About this task:
Locate the line that contains "Target: man's bare arm" in the entries below, then repeat it and every following line through the line that contains "Target: man's ear", exactly, and no others.

(Referring expression data)
________________________
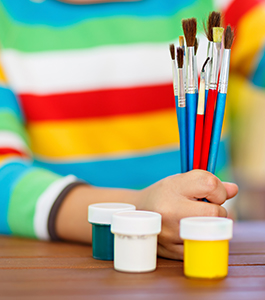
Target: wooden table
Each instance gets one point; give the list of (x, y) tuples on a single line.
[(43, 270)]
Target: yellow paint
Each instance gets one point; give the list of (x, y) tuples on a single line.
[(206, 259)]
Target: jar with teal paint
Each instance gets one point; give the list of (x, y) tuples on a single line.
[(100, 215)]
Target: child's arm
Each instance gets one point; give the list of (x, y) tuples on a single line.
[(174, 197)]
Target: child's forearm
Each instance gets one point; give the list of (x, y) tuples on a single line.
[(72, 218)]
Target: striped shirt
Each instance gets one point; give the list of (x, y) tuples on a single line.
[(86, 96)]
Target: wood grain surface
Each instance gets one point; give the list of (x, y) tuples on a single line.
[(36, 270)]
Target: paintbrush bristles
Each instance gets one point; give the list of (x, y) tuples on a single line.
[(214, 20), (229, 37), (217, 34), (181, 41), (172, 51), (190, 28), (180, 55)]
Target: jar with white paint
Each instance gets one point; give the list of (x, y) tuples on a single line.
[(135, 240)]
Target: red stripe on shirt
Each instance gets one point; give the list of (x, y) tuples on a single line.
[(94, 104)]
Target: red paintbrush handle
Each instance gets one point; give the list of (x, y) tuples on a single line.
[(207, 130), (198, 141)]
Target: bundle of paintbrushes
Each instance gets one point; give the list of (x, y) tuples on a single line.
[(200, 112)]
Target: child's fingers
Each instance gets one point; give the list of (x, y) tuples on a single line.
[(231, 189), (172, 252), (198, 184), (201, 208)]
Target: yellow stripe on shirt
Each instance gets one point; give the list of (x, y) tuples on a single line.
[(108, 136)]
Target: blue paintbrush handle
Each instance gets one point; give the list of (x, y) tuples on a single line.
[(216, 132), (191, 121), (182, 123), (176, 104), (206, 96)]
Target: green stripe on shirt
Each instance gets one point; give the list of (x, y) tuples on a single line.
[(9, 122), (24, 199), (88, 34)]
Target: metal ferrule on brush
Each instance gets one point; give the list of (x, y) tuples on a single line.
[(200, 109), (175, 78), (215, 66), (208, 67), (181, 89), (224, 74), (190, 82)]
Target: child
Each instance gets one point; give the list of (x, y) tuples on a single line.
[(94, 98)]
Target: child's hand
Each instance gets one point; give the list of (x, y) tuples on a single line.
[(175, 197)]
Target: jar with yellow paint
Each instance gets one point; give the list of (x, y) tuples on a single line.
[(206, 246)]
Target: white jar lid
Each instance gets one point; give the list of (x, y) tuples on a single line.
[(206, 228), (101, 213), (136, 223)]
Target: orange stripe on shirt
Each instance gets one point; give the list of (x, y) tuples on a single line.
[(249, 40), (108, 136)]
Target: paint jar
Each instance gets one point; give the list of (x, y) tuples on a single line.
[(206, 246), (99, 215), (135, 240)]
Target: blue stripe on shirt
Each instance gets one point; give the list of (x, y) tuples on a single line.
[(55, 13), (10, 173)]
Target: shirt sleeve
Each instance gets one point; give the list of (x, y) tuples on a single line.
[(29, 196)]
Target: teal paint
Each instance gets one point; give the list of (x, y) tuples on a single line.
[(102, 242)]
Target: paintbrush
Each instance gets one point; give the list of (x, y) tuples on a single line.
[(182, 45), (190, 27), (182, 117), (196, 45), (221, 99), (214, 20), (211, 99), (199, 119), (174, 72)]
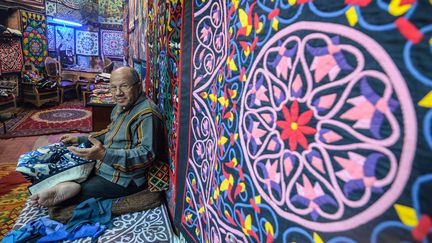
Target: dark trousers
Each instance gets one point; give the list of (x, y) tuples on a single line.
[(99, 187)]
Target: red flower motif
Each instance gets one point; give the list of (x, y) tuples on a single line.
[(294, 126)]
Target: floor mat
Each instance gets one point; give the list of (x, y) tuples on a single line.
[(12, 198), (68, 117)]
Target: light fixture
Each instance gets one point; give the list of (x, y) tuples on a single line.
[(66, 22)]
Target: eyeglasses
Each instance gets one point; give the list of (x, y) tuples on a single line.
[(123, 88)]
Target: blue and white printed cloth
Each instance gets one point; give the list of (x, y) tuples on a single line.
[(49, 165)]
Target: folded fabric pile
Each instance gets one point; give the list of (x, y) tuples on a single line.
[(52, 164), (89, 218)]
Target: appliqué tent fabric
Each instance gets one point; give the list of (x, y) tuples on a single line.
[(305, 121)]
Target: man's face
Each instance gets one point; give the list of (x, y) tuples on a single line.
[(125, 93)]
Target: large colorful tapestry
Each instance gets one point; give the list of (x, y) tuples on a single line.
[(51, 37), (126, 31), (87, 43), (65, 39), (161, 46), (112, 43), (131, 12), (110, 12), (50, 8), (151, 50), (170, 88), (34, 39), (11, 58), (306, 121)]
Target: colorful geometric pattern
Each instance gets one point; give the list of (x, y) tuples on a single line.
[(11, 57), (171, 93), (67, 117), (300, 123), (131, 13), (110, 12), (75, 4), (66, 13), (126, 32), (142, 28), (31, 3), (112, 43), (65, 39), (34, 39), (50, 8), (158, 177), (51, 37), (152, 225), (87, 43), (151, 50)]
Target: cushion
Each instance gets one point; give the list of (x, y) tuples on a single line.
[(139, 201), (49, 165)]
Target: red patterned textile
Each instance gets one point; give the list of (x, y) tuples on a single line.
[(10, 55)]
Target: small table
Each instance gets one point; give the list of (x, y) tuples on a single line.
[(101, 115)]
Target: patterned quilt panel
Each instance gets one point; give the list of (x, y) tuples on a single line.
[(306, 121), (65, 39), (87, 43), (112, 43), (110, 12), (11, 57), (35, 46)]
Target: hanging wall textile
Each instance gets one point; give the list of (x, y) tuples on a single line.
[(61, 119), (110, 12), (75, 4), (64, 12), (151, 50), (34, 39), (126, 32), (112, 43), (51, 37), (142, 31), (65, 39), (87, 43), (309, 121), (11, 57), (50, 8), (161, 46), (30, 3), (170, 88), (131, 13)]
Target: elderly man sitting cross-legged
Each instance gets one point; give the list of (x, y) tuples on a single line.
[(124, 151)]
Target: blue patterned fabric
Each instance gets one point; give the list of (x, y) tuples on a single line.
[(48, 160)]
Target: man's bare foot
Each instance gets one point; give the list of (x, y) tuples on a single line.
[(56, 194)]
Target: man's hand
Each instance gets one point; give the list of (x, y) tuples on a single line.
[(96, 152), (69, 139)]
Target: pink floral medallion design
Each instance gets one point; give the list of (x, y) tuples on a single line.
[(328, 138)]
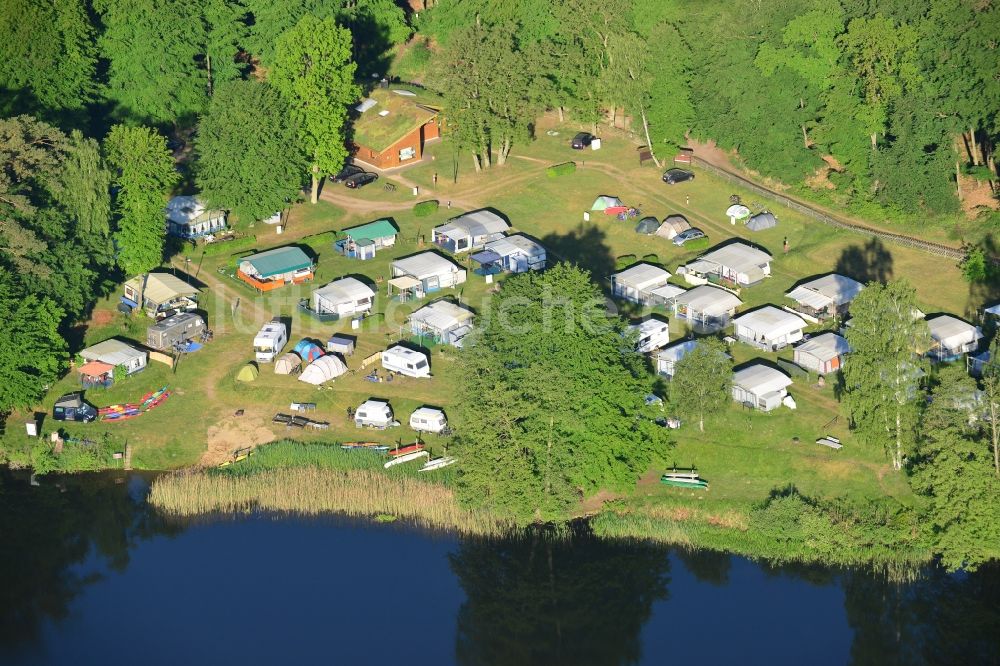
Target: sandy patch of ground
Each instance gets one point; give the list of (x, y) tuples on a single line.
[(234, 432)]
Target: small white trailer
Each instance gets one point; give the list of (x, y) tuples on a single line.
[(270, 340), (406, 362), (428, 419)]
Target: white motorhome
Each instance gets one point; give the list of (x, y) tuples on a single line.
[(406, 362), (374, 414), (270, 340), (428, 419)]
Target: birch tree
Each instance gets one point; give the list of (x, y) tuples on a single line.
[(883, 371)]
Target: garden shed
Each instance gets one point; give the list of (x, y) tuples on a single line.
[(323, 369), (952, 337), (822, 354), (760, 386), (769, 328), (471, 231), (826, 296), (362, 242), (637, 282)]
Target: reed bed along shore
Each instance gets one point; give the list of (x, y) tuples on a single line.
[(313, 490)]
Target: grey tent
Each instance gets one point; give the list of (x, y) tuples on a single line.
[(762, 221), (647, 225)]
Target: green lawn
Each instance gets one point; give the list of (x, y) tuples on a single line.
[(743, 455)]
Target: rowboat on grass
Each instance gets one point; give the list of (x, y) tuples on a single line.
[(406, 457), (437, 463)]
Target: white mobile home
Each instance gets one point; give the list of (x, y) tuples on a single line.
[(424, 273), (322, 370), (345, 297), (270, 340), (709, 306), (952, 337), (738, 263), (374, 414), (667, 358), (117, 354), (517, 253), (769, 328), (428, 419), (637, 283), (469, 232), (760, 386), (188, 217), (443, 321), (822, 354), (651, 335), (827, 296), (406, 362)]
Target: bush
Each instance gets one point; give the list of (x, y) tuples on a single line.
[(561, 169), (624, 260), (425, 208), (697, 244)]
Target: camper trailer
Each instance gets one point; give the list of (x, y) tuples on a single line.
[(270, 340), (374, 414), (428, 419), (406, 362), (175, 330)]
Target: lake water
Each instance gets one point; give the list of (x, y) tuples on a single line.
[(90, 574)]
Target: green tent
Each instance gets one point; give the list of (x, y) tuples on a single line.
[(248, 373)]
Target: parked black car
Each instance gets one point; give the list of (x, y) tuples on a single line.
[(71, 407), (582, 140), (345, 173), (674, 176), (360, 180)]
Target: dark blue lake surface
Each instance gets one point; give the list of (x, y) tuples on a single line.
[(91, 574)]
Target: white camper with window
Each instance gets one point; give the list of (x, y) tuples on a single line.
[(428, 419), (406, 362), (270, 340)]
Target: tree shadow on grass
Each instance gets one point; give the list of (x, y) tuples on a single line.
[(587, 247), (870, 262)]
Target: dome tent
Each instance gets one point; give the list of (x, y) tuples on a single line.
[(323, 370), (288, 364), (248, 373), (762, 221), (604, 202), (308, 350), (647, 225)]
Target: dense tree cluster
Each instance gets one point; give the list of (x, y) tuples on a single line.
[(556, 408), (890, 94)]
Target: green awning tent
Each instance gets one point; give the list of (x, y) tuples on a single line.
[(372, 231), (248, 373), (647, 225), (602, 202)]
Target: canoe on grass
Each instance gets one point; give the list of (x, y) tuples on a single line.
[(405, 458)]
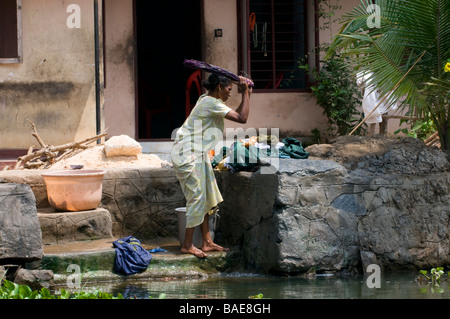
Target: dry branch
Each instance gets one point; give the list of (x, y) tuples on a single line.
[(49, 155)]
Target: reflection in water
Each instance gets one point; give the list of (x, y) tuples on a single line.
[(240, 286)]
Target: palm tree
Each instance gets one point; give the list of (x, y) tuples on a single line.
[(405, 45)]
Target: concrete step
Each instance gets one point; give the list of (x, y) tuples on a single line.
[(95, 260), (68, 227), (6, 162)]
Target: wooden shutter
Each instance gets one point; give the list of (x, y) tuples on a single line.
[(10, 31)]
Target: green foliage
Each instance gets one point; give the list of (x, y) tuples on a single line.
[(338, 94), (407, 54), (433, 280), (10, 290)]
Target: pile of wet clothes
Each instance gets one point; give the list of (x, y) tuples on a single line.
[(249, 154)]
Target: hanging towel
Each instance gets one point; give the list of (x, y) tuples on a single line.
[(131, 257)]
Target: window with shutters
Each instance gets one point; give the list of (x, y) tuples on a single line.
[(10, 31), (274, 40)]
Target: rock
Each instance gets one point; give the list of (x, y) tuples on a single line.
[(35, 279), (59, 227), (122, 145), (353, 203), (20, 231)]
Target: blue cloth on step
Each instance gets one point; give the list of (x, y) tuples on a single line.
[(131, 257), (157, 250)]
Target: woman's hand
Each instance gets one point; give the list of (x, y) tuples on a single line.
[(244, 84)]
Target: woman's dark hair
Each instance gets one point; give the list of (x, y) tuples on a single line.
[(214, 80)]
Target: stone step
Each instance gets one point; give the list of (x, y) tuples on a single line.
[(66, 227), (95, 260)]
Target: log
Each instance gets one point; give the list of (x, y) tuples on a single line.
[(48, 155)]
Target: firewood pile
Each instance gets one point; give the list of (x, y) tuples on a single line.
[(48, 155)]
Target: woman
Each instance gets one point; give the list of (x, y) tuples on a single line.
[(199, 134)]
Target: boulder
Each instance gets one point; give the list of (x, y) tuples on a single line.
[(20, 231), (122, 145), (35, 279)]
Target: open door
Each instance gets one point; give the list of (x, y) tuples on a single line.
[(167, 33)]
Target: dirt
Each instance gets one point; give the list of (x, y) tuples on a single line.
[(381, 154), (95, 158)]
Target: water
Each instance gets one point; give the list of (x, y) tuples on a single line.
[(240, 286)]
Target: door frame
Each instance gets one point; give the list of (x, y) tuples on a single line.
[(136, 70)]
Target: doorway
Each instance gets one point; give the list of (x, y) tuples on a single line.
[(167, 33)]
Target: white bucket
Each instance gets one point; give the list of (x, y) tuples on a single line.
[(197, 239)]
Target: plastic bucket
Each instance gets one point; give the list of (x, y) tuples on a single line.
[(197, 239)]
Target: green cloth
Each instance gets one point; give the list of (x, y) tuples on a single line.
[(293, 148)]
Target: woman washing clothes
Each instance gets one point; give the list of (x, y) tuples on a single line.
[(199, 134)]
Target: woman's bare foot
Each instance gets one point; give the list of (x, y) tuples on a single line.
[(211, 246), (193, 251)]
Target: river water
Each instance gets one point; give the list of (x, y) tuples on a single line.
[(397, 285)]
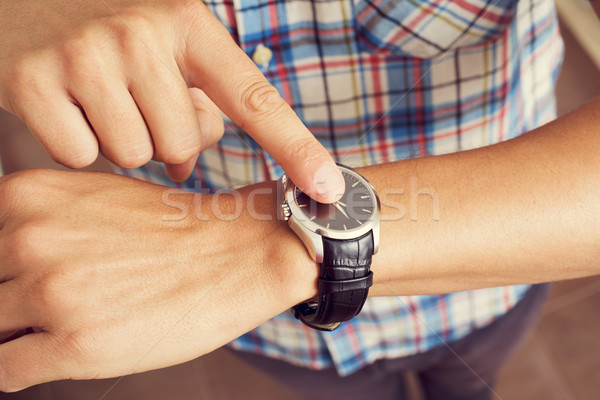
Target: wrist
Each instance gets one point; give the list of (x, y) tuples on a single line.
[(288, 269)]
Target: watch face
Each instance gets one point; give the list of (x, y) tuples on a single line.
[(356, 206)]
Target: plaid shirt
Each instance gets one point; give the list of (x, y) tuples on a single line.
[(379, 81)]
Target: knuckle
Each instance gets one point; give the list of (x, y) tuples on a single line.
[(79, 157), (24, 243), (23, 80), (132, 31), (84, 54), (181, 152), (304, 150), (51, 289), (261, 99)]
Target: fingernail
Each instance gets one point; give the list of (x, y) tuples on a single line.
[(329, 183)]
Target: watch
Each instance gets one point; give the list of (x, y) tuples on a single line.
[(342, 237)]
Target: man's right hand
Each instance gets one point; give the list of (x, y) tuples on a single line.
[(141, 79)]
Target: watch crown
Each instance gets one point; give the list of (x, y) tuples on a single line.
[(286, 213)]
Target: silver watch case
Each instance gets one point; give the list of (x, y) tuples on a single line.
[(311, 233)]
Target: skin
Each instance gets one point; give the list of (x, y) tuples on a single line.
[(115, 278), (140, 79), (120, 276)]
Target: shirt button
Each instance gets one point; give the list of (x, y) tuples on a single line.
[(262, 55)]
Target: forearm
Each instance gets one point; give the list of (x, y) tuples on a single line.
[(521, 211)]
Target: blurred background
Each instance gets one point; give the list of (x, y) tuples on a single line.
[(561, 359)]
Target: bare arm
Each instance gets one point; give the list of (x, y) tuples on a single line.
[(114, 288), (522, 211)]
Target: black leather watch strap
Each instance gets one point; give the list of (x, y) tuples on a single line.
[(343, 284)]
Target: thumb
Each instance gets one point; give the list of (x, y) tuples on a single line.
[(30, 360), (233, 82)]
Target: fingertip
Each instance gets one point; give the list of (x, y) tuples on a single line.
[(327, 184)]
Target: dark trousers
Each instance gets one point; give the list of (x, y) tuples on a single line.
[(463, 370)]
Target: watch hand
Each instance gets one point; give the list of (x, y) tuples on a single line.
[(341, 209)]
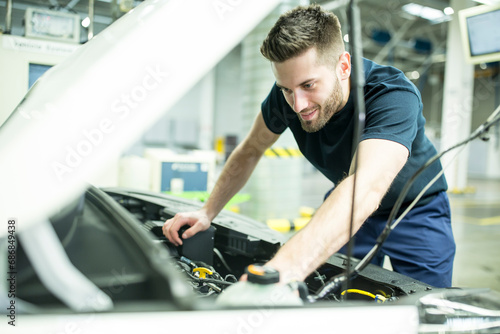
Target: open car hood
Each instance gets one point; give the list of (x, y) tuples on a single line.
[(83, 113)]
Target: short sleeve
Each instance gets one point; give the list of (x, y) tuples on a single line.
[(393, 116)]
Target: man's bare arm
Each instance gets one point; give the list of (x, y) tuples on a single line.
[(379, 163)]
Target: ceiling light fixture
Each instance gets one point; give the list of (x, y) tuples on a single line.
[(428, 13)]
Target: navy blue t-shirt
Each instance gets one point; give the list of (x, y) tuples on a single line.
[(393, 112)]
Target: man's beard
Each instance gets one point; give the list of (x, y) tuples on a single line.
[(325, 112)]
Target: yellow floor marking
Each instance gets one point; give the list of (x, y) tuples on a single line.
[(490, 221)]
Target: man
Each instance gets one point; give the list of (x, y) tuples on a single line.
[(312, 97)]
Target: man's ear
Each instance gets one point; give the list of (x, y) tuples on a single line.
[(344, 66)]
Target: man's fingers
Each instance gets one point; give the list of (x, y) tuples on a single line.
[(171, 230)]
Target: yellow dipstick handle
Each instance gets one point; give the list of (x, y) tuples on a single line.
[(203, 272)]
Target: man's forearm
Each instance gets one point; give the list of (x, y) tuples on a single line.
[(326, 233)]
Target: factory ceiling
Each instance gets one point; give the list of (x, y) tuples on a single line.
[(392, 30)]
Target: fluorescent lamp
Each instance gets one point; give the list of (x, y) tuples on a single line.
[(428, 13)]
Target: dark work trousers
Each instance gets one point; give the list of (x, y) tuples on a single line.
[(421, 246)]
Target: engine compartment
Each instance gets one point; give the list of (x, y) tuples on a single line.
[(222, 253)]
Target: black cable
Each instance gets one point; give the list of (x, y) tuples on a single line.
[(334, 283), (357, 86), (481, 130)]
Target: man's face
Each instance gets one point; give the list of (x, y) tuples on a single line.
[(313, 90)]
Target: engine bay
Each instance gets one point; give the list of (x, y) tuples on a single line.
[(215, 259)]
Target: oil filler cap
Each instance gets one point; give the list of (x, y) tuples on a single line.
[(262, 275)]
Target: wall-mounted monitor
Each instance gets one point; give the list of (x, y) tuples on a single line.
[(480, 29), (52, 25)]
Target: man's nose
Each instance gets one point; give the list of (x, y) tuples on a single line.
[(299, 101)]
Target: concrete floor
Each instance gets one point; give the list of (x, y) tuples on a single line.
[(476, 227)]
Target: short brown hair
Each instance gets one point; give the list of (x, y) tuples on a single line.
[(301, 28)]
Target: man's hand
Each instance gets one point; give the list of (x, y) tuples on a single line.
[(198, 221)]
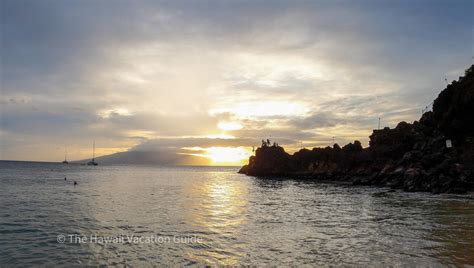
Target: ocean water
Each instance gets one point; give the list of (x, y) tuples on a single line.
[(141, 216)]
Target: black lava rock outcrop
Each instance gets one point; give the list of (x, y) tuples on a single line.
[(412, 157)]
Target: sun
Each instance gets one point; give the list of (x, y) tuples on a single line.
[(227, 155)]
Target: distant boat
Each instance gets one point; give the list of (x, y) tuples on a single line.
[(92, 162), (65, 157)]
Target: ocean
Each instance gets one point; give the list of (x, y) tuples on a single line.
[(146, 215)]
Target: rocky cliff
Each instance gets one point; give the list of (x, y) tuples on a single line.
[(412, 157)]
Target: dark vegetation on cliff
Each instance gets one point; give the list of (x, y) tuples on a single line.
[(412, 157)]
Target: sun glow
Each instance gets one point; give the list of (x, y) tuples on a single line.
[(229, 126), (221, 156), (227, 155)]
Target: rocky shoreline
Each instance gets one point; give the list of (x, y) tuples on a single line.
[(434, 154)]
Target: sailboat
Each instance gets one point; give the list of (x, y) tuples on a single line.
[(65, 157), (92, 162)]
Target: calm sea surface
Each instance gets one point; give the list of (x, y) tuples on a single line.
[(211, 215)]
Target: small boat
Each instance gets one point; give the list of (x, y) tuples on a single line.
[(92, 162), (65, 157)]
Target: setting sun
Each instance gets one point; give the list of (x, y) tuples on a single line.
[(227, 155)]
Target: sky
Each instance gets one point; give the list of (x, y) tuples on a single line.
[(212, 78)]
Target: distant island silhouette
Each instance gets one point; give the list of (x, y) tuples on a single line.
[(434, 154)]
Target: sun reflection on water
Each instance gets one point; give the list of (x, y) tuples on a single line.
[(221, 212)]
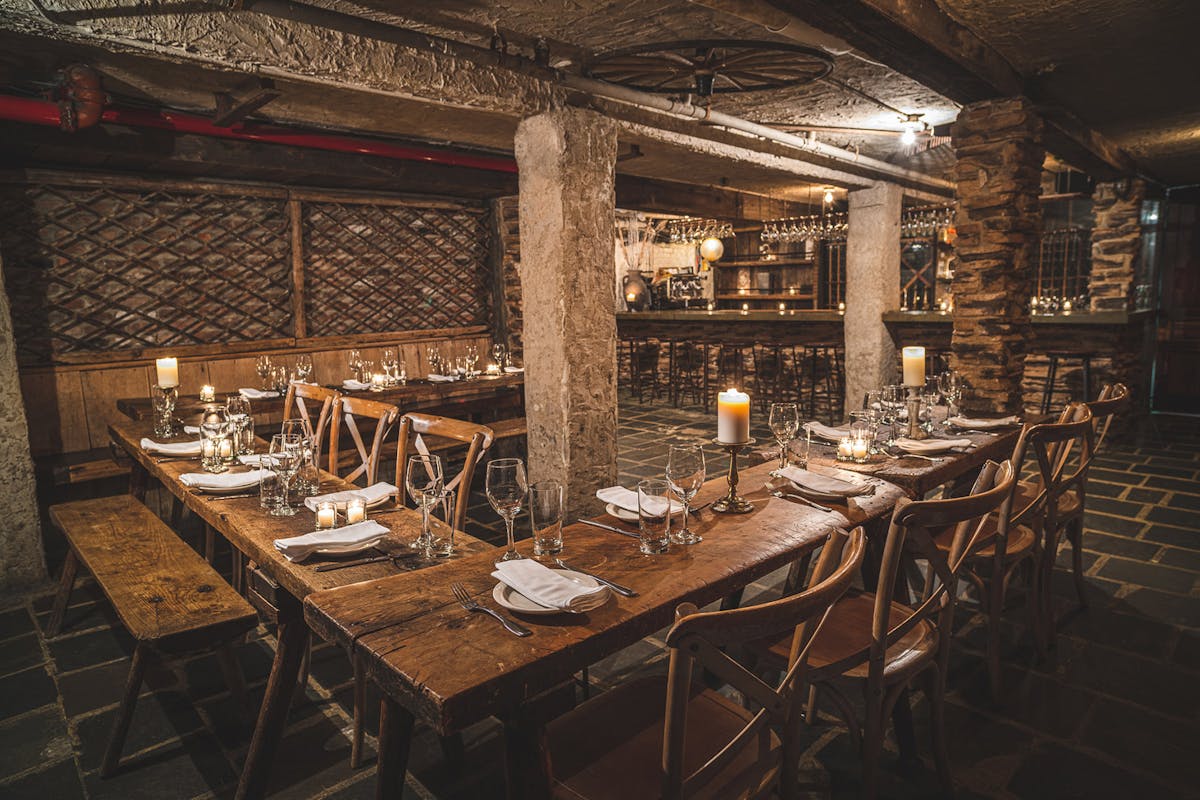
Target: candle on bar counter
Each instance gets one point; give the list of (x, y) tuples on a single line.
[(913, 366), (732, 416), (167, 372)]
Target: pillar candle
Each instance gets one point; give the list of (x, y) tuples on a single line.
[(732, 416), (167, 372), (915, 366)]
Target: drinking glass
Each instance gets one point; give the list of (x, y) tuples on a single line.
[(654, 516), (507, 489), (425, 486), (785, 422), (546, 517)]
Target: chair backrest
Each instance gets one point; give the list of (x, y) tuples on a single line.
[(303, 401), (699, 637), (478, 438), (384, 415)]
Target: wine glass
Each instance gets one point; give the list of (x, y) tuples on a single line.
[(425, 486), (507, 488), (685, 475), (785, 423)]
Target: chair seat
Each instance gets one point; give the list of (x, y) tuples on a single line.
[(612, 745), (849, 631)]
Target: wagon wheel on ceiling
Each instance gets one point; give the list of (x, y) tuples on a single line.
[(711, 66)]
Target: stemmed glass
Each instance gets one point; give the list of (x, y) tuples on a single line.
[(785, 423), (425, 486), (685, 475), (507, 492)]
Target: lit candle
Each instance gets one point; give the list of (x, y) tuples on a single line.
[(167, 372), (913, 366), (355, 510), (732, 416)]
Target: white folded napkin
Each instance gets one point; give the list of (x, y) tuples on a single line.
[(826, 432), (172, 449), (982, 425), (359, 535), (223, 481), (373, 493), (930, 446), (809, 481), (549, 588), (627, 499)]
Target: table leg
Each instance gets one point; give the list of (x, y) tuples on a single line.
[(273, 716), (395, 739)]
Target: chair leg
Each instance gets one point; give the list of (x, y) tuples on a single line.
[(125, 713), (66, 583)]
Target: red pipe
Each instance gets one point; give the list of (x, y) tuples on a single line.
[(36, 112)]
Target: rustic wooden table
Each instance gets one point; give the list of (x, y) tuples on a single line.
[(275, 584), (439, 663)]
________________________
Output of the exercise:
Target: man's bare arm
Each instance gets one point; give the list of (x, y) tuples on a single line.
[(379, 163)]
Target: ceiling light fixture
Each instance gets one point; give the list of (x, y) tuples on a single line.
[(428, 13)]
Target: navy blue t-shirt
Each instance gets one point; give the list of (x, y) tuples on a single line.
[(393, 112)]
Target: man's beard
Each instance gets one point; give the list of (x, y) tuples on a single line.
[(325, 112)]
Target: yellow floor marking
Each instance gets one point; give the list of (x, y) tuples on a single line.
[(490, 221)]
Target: man
Each instance gets one point; give the list of (x, y) tuples on a single line.
[(312, 97)]
Target: man's ear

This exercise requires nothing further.